- RECORDED INFORMATION:
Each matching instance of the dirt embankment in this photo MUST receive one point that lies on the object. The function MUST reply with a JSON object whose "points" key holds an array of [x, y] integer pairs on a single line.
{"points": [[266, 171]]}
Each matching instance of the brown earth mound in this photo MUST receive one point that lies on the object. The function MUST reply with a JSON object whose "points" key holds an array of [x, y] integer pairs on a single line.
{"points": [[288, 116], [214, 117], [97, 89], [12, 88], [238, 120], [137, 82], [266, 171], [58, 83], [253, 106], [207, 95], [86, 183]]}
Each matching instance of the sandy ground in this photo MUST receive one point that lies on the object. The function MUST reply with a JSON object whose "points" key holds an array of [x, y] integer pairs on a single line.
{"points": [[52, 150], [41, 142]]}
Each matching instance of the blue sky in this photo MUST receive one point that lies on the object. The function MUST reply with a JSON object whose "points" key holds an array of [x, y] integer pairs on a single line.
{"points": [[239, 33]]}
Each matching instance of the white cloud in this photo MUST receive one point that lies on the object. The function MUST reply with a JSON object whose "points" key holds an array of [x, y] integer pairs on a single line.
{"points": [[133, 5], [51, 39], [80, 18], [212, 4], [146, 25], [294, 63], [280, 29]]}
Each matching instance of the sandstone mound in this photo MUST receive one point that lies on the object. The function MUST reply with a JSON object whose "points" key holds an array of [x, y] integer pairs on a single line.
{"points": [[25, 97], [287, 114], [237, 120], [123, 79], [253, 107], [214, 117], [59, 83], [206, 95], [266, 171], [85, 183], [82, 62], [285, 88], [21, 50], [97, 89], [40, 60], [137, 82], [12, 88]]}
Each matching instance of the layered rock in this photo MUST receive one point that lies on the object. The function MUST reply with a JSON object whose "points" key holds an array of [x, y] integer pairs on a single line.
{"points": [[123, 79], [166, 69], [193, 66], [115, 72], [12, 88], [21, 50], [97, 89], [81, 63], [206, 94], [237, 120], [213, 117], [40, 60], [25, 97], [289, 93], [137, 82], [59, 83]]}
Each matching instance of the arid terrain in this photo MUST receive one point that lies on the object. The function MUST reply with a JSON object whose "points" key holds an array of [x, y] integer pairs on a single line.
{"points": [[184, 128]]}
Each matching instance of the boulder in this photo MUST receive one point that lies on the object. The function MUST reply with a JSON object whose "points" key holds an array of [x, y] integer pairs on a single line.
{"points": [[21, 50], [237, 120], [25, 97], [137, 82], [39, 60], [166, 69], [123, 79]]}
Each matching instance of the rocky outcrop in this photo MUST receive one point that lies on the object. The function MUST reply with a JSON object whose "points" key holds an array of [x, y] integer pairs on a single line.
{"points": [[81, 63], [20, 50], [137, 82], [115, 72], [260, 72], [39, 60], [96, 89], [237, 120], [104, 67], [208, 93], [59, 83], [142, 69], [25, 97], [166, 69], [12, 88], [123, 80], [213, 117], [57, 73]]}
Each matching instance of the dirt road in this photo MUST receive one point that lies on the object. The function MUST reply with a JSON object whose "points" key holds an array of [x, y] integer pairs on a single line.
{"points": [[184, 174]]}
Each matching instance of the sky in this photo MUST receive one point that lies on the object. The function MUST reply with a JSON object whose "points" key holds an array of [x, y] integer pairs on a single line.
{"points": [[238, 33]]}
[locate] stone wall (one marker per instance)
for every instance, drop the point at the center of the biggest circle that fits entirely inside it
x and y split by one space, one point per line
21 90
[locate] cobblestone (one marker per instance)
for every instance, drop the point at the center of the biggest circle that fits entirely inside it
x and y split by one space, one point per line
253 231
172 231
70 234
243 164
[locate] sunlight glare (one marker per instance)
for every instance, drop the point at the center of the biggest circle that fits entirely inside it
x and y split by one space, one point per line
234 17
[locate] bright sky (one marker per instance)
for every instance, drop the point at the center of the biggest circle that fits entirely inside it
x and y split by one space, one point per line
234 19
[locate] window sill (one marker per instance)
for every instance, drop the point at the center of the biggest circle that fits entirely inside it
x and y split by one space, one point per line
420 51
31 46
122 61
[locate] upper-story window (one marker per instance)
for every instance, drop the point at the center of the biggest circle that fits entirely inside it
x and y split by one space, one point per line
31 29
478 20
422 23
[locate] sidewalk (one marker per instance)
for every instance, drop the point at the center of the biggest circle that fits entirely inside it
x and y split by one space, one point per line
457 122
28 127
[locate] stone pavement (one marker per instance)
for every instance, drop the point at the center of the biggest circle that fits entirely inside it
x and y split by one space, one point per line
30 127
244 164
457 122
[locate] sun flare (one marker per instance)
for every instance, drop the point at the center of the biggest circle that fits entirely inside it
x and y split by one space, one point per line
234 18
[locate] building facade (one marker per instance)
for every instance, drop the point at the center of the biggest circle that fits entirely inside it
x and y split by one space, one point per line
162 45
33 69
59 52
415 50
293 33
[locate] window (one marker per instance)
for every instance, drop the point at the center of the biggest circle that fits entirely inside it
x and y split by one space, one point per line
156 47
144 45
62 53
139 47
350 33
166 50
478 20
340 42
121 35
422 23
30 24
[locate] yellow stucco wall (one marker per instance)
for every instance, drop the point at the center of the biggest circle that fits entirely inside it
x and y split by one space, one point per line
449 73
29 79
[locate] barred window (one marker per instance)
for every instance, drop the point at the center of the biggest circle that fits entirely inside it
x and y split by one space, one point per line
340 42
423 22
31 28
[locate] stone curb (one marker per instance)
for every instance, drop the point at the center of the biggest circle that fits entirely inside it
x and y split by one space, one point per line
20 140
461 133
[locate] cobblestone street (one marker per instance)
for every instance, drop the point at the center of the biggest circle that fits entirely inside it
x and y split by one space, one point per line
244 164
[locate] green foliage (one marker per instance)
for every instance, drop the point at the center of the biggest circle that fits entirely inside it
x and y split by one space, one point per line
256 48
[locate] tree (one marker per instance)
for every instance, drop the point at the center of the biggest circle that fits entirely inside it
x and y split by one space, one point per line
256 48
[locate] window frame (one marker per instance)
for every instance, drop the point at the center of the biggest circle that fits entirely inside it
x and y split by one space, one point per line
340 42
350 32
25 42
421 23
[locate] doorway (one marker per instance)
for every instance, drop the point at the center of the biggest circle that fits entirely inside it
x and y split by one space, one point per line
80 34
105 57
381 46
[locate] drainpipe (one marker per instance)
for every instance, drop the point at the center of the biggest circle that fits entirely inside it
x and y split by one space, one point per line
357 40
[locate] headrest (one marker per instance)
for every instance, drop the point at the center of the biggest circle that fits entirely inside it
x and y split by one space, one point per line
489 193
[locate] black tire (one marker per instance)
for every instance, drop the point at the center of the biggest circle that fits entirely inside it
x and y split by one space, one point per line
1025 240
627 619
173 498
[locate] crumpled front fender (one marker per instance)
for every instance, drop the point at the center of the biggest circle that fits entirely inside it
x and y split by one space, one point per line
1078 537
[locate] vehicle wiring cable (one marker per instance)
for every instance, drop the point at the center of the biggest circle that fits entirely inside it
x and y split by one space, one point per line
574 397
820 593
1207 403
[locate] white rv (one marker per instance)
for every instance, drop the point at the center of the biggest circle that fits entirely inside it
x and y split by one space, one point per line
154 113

- WHAT IS REQUIRED: Where a line in the records above contains the word "window", copy that line.

- RESPONSE AREA:
[locate] window sill (one marker per instance)
[locate] upper-story window (one marker per instance)
[locate] window (one marker per instance)
[locate] barred window (one marker per instance)
[locate] window frame (one marker per instance)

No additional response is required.